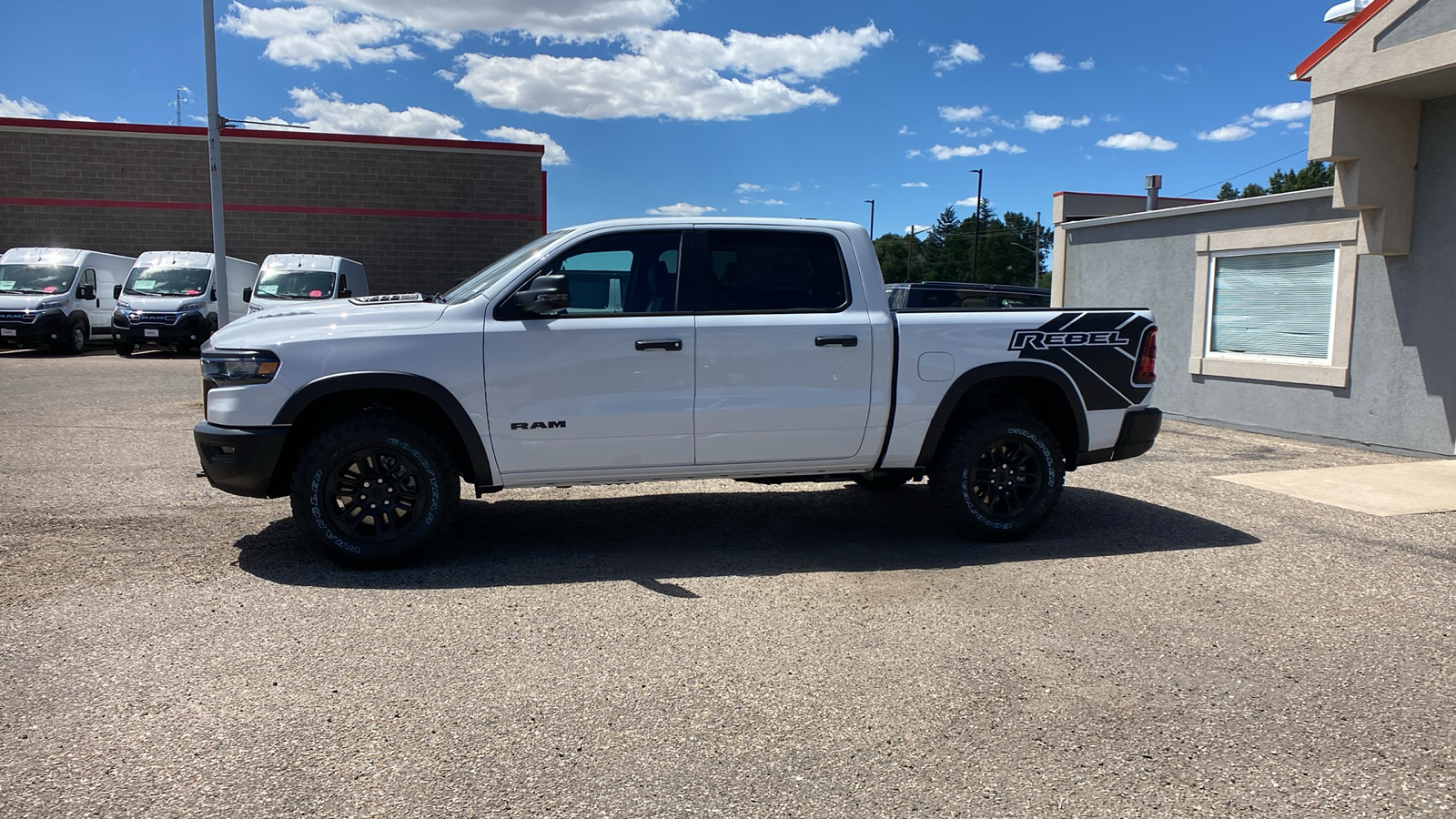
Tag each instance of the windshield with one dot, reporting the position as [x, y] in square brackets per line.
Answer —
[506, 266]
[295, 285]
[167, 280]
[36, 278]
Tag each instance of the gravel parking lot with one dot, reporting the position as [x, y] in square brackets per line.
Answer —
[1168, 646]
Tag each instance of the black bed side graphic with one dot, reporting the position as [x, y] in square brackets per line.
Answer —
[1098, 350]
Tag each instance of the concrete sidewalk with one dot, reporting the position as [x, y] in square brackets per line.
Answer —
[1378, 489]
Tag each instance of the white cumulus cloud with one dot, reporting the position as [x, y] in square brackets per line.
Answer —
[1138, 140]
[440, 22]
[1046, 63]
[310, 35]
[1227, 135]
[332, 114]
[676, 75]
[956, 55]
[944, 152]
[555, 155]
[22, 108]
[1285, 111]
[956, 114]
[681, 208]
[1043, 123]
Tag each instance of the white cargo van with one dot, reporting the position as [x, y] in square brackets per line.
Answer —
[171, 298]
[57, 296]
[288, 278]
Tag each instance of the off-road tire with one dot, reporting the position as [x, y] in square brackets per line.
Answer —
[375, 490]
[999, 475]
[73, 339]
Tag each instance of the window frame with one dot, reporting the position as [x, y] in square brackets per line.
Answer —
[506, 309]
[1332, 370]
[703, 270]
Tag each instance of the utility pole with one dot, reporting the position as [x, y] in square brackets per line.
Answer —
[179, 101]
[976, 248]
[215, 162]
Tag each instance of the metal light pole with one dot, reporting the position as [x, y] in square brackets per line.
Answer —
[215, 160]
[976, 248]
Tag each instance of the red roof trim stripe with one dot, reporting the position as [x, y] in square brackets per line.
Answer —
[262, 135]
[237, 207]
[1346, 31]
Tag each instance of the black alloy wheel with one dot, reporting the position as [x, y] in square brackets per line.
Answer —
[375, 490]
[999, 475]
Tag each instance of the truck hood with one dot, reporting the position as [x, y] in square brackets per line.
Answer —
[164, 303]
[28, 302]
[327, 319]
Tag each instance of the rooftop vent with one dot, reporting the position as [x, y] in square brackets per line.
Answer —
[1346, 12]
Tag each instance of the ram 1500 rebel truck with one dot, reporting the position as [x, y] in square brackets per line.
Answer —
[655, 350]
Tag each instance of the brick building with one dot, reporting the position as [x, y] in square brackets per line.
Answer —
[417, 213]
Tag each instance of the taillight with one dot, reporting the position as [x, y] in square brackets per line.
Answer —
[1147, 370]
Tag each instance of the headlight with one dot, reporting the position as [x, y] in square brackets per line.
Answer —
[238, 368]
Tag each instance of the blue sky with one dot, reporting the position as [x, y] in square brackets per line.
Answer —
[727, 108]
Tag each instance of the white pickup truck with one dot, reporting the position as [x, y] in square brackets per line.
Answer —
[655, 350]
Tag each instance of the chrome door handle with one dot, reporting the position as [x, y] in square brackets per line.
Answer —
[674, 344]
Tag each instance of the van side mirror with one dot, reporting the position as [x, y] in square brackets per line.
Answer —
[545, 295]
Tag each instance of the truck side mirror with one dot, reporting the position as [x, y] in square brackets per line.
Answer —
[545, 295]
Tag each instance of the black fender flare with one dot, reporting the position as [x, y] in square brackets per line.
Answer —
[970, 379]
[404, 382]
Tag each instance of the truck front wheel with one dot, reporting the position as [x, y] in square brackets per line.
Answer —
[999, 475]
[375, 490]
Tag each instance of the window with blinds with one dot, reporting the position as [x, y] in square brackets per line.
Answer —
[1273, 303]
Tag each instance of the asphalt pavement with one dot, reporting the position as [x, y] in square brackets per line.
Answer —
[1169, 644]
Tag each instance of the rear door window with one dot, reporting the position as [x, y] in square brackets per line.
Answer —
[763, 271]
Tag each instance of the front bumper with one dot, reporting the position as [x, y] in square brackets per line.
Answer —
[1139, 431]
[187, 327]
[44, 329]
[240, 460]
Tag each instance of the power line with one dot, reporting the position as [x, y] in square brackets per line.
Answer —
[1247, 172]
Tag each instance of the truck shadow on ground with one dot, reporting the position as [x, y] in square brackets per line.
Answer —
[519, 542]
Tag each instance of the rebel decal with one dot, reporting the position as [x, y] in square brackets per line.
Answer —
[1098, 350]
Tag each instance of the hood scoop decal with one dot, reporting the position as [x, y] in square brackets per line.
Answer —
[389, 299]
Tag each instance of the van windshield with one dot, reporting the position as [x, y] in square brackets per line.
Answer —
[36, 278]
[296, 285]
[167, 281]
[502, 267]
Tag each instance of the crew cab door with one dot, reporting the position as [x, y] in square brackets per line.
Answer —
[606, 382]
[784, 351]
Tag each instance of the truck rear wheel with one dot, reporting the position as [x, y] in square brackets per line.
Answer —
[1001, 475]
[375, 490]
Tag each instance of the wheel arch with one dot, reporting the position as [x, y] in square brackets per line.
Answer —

§

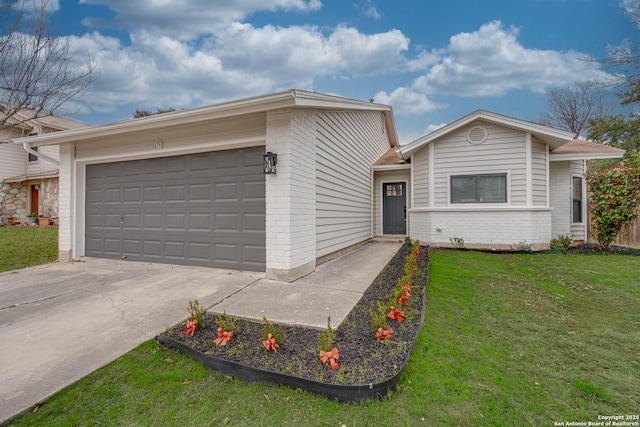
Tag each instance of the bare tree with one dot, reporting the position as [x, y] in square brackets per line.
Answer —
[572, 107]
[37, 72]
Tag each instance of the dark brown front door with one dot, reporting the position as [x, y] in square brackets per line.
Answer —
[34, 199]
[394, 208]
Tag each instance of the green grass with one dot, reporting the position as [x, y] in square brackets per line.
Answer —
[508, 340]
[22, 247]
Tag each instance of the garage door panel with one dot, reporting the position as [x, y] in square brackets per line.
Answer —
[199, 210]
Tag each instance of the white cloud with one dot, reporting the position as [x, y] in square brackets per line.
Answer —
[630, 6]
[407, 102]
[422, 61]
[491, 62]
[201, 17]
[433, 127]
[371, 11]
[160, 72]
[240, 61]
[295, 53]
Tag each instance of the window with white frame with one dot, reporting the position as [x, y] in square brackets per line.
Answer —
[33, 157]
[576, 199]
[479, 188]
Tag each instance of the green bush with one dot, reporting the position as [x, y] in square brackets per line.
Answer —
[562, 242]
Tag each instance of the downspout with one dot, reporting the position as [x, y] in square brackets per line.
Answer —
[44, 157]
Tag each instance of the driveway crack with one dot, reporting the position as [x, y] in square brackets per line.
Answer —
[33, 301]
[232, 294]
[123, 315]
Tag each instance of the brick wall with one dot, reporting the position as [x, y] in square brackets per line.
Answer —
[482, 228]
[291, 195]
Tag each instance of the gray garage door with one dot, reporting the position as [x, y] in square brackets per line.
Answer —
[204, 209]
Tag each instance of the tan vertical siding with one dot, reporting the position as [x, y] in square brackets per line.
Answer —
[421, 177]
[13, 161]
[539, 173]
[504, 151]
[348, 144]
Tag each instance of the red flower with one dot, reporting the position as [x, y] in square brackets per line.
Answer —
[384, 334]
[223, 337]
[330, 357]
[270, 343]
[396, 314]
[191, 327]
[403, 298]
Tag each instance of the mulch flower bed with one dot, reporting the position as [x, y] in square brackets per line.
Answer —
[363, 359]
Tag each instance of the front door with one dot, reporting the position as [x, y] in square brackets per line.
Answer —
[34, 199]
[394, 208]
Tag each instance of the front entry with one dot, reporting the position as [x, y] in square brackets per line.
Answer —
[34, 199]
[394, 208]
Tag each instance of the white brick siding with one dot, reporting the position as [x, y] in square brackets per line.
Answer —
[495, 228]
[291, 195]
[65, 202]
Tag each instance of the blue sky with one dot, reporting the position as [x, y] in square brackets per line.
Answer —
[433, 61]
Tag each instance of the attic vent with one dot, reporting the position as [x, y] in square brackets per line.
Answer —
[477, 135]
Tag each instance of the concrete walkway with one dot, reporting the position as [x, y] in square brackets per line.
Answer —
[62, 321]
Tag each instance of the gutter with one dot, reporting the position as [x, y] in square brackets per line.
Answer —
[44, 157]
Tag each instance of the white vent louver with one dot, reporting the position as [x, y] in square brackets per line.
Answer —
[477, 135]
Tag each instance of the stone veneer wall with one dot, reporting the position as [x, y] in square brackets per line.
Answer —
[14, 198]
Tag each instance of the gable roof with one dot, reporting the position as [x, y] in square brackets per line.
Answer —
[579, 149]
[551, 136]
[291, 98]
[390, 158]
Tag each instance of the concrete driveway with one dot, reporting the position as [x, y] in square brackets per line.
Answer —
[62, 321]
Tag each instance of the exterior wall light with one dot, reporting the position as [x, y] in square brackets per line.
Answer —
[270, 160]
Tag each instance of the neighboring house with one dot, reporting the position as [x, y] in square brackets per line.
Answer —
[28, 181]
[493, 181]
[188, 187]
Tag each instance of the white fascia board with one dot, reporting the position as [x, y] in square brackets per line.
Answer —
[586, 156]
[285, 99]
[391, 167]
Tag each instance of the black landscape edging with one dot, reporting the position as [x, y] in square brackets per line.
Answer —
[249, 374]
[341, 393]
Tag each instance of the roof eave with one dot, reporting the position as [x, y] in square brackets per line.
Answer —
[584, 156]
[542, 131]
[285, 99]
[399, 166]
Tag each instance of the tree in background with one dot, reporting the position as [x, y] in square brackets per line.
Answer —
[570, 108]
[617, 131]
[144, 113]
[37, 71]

§

BRIEF – Count how many lines in the data above contain the string "brick", treating uppercase and lowercase as different. Reply with the number alone.

FINISHED EXERCISE – 3